* **Written problem**: Copy out the entire listing below word for word, from its first line to its last.

Collected data entries:
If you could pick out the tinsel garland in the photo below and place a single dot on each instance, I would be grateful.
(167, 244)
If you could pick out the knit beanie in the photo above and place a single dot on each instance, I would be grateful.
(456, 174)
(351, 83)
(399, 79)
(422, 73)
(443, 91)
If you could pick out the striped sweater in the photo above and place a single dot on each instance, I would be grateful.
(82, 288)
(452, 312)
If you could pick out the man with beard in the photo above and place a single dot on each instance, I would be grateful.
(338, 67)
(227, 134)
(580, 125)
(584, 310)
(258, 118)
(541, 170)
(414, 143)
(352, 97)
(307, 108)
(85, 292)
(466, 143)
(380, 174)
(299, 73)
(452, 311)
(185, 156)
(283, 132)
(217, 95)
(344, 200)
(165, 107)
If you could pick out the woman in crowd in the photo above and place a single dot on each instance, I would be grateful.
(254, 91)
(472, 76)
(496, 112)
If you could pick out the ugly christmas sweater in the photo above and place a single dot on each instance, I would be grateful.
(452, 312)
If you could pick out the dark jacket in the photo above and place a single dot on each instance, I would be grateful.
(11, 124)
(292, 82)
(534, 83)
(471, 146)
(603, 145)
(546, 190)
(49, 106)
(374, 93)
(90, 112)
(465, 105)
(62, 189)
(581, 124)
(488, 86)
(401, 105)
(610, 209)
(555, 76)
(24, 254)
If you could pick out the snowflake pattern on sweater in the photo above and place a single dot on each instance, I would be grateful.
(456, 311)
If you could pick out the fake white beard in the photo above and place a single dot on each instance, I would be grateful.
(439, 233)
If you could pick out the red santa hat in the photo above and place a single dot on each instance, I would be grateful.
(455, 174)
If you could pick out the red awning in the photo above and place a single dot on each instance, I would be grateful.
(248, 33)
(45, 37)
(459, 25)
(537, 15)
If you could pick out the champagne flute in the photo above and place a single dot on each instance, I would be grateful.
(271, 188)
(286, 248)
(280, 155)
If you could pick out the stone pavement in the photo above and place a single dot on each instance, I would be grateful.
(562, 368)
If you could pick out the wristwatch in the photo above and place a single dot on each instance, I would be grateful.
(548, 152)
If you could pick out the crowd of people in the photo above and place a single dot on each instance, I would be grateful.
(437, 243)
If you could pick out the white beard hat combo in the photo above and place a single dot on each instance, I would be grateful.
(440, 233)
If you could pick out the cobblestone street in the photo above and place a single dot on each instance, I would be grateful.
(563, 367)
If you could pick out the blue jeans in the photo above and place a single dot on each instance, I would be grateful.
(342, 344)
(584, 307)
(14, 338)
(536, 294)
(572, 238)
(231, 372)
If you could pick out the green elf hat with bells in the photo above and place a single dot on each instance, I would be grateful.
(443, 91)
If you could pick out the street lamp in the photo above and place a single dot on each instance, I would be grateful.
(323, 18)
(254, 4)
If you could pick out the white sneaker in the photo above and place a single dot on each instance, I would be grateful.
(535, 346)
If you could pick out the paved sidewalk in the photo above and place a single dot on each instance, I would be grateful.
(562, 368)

* **Answer for the task**:
If you could pick out the tinsel garland in the photo below and place a single dot on each instance, I would be grateful.
(167, 244)
If you could pick out the knit beanie in the photo above and place a single dot on each instance, I would be grateful.
(456, 174)
(351, 83)
(399, 79)
(422, 73)
(443, 91)
If you could pick out the striped sweater in the photo above and place a single dot on each instance, I would be grateful.
(82, 288)
(452, 312)
If you could pick out the man with beard in the photo above and place a single dot on each instance, I would be grateful.
(338, 67)
(227, 134)
(580, 125)
(584, 310)
(258, 118)
(541, 170)
(414, 143)
(352, 97)
(307, 108)
(85, 292)
(466, 143)
(380, 174)
(299, 73)
(452, 311)
(185, 156)
(283, 132)
(217, 95)
(344, 200)
(165, 107)
If you could pick out the woman in crowd in the photo above and place a single dot on each instance, I would be grateful.
(254, 91)
(472, 76)
(496, 112)
If you could pick out the ugly christmas sweater in the photo above and place a single dot on each instance, I would be grateful.
(452, 312)
If you could pick out the dark jacket in the photo above and place a single dot on each instance, I would be grateful.
(11, 124)
(292, 82)
(534, 83)
(471, 146)
(603, 145)
(546, 190)
(49, 106)
(374, 93)
(90, 112)
(465, 105)
(62, 189)
(581, 124)
(488, 86)
(401, 105)
(610, 209)
(555, 76)
(24, 254)
If you could pick out the snowflake pattern on sweater in the photo above and place a single dot on each instance, I would be grateful.
(456, 311)
If you could pick out the fake white beard in the photo above and place a single dot on each instance, I would be grateful.
(439, 233)
If you could pick out the red santa hat in the photo above and place a single dot on each instance, I would be grateful.
(455, 174)
If you could pick out the red awning in the photo above and place a single dot on each instance, I would be grateful.
(248, 33)
(45, 37)
(459, 25)
(537, 15)
If you could pick out the champagne flute in the photo above and place a single dot on each instance, I would be grateful.
(271, 188)
(286, 248)
(280, 155)
If you could pick out the stone pavement in the photo above and place a single dot on each instance, I would be grateful.
(562, 368)
If you could pick out the wristwatch in the photo above and place a single dot on each instance, I would be grateful.
(548, 152)
If you could pick out the crowd of people in the photo above and place a single dot on each instance, I would be grateful.
(437, 243)
If you could pick out the white beard hat combo in the photo above and place a single dot on each instance, I would be grateful.
(440, 233)
If you could pick out the cobblestone street in the photo above and place a single dot on each instance, I would be grateful.
(563, 367)
If you could pick out the blue jeans in the photo above and place a single dot on each instance, I would be grateful.
(342, 344)
(584, 307)
(14, 338)
(536, 294)
(572, 238)
(231, 372)
If you could pick out the green elf hat with bells in the photo above and place a single dot on each instance, I would be grateful.
(443, 91)
If you could pick out the street lamp in the photo above and place a single dot on each instance, I would be grateful.
(323, 18)
(254, 4)
If you could pick out the white sneaker in the photo above and place a single dot on each instance, I would be grateful.
(535, 346)
If you could pick out the paved sidewalk in the photo above and place a single dot on each instance, I would be grateful.
(562, 368)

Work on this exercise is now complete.